## WHAT IS ASKED
1. From the FreeMarker parser post, pull out word for word the part that opens with the words containing "The key point" and closes with "drives me crazy...".
2. In the FreeMarker parser post, condense the paragraph beginning "Move the RAW rule up" into a short bulleted list that keeps its main facts.
3. According to the FreeMarker parser post, why does the same text, such as an integer, need to be treated as different tokens?

## SUPPLIED PASSAGE
I've been working on a parser for some template language embeded in HTML (FreeMarker), piece of example here:
${abc}
<html>
<head>
<title>Welcome!</title>
</head>
<body>
<h1>
Welcome ${user}<#if user == "Big Joe">, our beloved
leader</#if>!
</h1>
<p>Our latest product:
<a href="${latestProduct}">${latestProduct}</a>!
</body>
</html>
The template language is between some specific tags, e.g. '${' '}', '<#' '>'. Other raw texts in between can be treated like as the same tokens (RAW).
The key point here is that the same text, e.g. an integer, will mean differently thing for the parser depends on whether it's between those tags or not, and thus needs to be treated as different tokens.
I've tried with the following ugly implementation, with a self-defined state to indicate whether it's in those tags. As you see, I have to check the state almost in every rule, which drives me crazy...
I also thinked about the following two solutions:
Use multiple lexers. I can switch between two lexers when inside/outside those tags. However, the document for this is poor for ANTLR3. I don't know how to let one parser share two different lexers and switch between them.
Move the RAW rule up, after the NUMERICAL_ESCAPE rule. Check the state there, if it's in the tag, put back the token and continue trying the left rules. This would save lots of state checking. However, I don't find any 'put back' function and ANTLR complains about some rules can never be matched...
Is there an elegant solution for this?

[Entries excerpted from a collection]
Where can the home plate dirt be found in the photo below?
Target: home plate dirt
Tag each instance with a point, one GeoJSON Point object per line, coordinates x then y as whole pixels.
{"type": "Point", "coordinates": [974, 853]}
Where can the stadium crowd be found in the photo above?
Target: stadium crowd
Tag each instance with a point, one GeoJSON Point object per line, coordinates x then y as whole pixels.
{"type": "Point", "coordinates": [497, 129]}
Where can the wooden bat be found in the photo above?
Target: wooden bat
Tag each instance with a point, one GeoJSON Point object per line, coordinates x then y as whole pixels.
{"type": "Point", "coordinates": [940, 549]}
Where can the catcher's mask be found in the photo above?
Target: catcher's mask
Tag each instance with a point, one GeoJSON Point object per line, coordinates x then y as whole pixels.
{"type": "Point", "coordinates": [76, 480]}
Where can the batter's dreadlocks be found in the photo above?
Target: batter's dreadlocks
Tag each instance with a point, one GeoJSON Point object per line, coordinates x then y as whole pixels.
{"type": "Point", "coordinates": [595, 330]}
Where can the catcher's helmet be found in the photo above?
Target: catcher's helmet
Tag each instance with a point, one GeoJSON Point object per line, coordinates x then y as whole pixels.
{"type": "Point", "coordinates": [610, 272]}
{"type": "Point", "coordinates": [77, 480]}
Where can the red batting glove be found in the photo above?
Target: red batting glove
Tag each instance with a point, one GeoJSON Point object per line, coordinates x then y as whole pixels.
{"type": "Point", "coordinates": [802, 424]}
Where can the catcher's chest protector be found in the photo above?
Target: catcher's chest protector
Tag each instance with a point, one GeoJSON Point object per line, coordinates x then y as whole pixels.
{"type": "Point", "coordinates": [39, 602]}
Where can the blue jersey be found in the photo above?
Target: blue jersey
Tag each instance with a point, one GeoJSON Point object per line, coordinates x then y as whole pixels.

## RESPONSES TO THE EXERCISE
1.
The key point here is that the same text, e.g. an integer, will mean differently thing for the parser depends on whether it's between those tags or not, and thus needs to be treated as different tokens.
I've tried with the following ugly implementation, with a self-defined state to indicate whether it's in those tags. As you see, I have to check the state almost in every rule, which drives me crazy...

2.
- Move the RAW rule up so it comes right after the NUMERICAL_ESCAPE rule.
- Check the state in that rule. If it's inside a tag, put the token back and keep trying the remaining rules.
- This would avoid a lot of state checking.
- Problems: there seems to be no "put back" function, and ANTLR complains that some rules can never be matched.

3. The same text means different things to the parser depending on whether it sits between the template language's tags, such as '${' '}' and '<#' '>'. That is why it has to become different tokens.